■ Directions ■
Scan the entries below line by line and state how many lines contain the string "shirt", giving only the number.
================
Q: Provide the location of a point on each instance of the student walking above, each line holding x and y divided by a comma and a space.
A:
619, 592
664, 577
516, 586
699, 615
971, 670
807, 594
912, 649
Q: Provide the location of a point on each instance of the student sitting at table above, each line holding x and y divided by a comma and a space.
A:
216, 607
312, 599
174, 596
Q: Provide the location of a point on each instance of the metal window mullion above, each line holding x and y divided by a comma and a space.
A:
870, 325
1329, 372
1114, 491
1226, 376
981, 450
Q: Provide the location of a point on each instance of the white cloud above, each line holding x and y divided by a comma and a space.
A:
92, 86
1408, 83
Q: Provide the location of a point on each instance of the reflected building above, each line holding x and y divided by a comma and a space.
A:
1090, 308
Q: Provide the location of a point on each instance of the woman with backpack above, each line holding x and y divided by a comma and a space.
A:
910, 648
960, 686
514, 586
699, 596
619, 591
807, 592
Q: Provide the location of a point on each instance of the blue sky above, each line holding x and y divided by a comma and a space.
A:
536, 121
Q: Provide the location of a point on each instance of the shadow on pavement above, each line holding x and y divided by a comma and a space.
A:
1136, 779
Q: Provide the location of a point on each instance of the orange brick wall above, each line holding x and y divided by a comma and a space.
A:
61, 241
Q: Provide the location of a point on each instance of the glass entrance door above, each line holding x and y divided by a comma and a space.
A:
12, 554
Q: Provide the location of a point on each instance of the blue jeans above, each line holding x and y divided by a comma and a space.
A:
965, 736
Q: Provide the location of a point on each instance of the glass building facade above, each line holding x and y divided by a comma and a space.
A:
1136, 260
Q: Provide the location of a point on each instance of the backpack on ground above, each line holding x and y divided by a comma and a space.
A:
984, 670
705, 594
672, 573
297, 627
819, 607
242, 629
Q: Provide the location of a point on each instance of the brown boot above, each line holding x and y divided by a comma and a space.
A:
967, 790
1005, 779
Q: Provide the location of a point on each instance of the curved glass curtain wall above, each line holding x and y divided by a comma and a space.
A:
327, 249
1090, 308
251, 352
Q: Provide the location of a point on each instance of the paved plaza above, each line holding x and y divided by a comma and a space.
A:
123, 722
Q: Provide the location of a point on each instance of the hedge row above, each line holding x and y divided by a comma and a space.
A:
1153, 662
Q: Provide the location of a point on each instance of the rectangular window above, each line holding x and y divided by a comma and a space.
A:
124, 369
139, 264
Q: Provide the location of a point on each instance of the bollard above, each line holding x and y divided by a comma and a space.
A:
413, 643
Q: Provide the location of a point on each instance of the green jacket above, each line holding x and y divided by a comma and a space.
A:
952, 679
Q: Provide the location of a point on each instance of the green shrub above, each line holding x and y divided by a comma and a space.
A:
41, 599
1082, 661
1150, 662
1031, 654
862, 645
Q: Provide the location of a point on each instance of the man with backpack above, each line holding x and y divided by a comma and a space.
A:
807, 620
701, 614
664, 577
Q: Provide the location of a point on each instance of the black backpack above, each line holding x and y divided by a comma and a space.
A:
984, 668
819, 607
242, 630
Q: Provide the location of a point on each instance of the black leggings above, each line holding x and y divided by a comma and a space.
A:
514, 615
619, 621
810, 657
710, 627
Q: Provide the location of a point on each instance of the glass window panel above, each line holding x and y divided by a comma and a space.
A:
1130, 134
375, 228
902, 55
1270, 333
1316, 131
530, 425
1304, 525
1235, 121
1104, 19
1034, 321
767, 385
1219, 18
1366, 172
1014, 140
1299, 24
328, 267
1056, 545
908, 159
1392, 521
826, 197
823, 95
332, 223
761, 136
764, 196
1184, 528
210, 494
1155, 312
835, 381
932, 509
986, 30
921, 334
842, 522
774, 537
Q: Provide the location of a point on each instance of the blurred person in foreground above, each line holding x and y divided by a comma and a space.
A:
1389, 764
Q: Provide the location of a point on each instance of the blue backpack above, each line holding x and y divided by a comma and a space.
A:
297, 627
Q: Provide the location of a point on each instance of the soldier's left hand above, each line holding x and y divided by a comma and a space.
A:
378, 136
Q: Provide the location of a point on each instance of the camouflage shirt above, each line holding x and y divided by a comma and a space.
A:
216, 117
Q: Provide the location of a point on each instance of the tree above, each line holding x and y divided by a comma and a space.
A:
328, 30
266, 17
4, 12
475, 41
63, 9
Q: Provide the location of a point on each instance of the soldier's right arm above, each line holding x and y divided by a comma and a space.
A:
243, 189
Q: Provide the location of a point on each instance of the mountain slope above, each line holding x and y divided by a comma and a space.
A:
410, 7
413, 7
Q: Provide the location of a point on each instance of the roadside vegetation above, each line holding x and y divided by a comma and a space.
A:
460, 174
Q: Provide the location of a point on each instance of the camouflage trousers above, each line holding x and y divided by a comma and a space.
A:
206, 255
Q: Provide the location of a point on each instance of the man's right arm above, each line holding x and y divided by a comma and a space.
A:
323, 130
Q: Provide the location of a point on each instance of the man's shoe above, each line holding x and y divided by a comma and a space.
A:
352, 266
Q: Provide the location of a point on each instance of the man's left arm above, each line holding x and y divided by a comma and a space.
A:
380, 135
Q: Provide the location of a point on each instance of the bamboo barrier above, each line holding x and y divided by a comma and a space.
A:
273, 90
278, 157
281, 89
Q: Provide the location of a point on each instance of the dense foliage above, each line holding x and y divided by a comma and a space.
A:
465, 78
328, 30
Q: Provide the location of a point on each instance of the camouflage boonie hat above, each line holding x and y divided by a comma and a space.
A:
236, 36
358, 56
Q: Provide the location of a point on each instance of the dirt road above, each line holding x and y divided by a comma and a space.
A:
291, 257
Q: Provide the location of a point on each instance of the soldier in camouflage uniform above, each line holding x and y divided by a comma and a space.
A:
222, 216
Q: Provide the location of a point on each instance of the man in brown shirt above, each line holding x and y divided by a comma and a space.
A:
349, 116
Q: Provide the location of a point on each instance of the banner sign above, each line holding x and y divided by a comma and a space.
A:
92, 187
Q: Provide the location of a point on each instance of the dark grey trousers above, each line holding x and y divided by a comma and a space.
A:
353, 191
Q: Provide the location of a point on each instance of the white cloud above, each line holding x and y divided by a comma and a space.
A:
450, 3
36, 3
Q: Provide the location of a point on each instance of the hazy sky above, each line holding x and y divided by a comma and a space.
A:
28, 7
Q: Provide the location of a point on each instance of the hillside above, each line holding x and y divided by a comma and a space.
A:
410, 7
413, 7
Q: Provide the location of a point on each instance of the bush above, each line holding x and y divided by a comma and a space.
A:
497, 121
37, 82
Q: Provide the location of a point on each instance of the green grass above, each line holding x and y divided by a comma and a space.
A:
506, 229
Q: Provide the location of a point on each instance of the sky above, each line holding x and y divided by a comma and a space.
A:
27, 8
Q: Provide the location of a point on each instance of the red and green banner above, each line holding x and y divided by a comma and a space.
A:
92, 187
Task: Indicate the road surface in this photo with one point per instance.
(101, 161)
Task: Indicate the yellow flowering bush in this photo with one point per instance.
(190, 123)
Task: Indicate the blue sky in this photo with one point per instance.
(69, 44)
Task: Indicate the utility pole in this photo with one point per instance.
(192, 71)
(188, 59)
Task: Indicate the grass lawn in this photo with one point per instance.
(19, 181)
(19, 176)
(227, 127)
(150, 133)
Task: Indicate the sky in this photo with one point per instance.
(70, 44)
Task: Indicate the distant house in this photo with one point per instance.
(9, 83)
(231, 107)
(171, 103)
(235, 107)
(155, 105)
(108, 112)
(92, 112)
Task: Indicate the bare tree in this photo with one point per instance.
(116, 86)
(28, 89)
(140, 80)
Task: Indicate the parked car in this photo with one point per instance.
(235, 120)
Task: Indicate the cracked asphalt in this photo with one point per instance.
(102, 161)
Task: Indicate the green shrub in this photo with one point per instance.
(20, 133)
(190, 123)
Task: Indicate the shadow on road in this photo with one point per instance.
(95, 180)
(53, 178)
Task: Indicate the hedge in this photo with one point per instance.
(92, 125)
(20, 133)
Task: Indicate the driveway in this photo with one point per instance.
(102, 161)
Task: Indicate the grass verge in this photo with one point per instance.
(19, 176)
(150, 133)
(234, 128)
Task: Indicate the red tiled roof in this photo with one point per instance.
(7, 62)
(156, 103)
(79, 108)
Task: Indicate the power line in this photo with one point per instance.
================
■ Exercise solution ■
2